The rule took effect in March 2026 and has made it materially harder for part of the existing driver pool to keep working in the for-hire truckload market, further reducing the number of trucks available at a time when demand is already firming.

Fuel costs and an early peak season

Diesel has added another layer of cost pressure. US average diesel prices pushed above $5 a gallon for much of the first half of the year, before easing slightly following a ceasefire between the United States and Iran that took some pressure off global oil markets.

Even with that relief, diesel remains well above year-ago levels, up from roughly $3.54 a gallon at the same point in 2025, and carriers continue to build that cost into freight pricing.

Demand has also arrived earlier than usual. An unusually early produce season, particularly in the Southeast and Texas, has pulled capacity toward agricultural freight ahead of the traditional summer peak, tightening conditions in refrigerated and dry van markets alike.

Uber Freight’s Nathan Adams described the current environment as peak-season behavior appearing before demand has fully ramped, a combination that leaves the market more exposed to disruption because there is little spare capacity to absorb it.

Freight is shifting to intermodal and LTL

As over-the-road pricing climbs, shippers are actively rerouting volume to other modes. Intermodal demand has been running roughly 10 percent above its five-year average, with freight in the 550 to 1,500 mile range increasingly shifting back to rail as the cost gap with truckload widens.

Less-than-truckload carriers are seeing a similar effect, with LTL networks absorbing freight that would previously have moved as full truckloads, giving LTL carriers room to push through their own rate increases through the rest of 2026.

A regional and cross-border divide

The pressure is not evenly distributed. The western United States has been the most stable region, while the Northeast has seen the sharpest deterioration, with route guide performance around 40 percent worse than a year earlier.

Cross-border freight is diverging too: Mexico routes are tightening quickly as export volumes grow, pushing pricing higher and creating longer border delays, while freight moving into and out of Canada remains comparatively soft, weighed down by muted demand and continuing uncertainty around the USMCA trade agreement.

◆ Dataset entries:
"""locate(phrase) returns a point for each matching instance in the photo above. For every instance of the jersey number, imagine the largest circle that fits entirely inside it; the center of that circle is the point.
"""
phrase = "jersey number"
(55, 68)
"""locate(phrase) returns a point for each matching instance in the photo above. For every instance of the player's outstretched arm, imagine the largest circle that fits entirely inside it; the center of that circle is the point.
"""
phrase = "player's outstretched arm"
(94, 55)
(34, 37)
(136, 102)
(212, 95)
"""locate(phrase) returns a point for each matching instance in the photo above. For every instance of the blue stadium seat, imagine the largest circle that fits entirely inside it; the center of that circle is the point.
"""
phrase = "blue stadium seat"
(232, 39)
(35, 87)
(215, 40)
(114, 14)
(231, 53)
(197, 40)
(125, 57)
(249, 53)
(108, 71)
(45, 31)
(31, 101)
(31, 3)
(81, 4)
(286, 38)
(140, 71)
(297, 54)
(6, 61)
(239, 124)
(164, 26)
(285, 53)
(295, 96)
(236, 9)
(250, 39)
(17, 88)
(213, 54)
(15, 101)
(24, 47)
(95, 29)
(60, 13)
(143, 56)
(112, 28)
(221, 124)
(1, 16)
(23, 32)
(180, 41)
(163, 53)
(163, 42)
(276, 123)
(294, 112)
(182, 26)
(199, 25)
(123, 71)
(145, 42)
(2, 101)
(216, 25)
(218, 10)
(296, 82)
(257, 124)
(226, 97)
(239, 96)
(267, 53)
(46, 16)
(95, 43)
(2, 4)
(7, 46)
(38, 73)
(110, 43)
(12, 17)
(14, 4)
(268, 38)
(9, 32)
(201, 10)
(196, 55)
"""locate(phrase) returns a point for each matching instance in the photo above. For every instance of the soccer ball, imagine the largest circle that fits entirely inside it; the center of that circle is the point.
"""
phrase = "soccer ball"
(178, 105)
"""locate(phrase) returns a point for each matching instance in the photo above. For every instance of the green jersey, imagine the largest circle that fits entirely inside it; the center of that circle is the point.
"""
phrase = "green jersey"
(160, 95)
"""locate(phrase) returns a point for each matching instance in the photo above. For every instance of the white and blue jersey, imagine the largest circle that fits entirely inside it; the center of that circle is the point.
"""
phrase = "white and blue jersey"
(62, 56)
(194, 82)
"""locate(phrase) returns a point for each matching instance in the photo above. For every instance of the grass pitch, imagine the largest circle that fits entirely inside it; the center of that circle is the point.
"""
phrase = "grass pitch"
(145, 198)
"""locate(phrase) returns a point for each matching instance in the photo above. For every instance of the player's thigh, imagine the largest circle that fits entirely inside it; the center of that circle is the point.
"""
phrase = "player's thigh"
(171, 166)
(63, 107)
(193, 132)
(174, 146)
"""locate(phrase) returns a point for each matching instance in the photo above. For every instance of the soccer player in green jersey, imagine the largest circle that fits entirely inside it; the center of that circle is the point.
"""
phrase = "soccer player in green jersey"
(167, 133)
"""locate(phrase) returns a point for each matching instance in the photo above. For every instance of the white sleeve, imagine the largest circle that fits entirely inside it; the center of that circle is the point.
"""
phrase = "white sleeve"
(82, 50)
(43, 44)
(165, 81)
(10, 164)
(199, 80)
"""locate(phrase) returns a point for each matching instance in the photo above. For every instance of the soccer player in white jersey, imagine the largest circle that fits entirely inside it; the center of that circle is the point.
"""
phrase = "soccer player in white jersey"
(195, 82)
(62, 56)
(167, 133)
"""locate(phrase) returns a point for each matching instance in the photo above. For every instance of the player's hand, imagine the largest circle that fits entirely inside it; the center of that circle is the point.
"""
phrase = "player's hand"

◆ Brief A: According to the freight market article, how far above its five-year average has intermodal demand been running?
◆ Brief B: What are all the section headings in the freight market article?
◆ Brief C: Could you continue the freight market article from its last sentence?
The records are separate from the freight market article and have nothing to do with it.

◆ Result A: Roughly 10 percent.

◆ Result B:
- Fuel costs and an early peak season
- Freight is shifting to intermodal and LTL
- A regional and cross-border divide

◆ Result C:
What it means for shippers

Analysts are broadly aligned that this is not a short-lived spike. FTR data shows contract rates began climbing in late 2025 and are projected to keep rising through at least mid-2027, putting 2026 contract pricing roughly 8 percent above last year.

Ryder’s June State of Transportation report points to the same conclusion: capacity exits, rising tender rejections and a spot market back above contract levels all point toward a more inflationary transportation market for the rest of the year.

For shippers, the practical response has been to move away from pure spot-market buying toward dedicated transportation and longer-term contracts that lock in capacity, even at a higher price, in exchange for reliability.

Dedicated fleet arrangements, in particular, are being positioned by providers such as Ryder as one of the strongest-performing segments of the market for the rest of 2026, precisely because they offer shippers a way to secure trucks without competing for them on the open spot market every week.

For businesses moving goods to or from North America, including African exporters and freight forwarders managing US and European-bound cargo, the lesson is the same one now being repeated across the industry: book earlier, diversify transport modes where possible, and treat total landed cost, not just the headline linehaul rate, as the number that matters.

A shipment that clears customs on time via a slightly more expensive but more reliable dedicated lane may still cost less overall than one delayed by a route guide failure on the cheapest available spot rate.

With most analysts pointing to continued tightening rather than relief through the rest of 2026, that discipline is likely to matter for the remainder of the year, not just through the current peak season.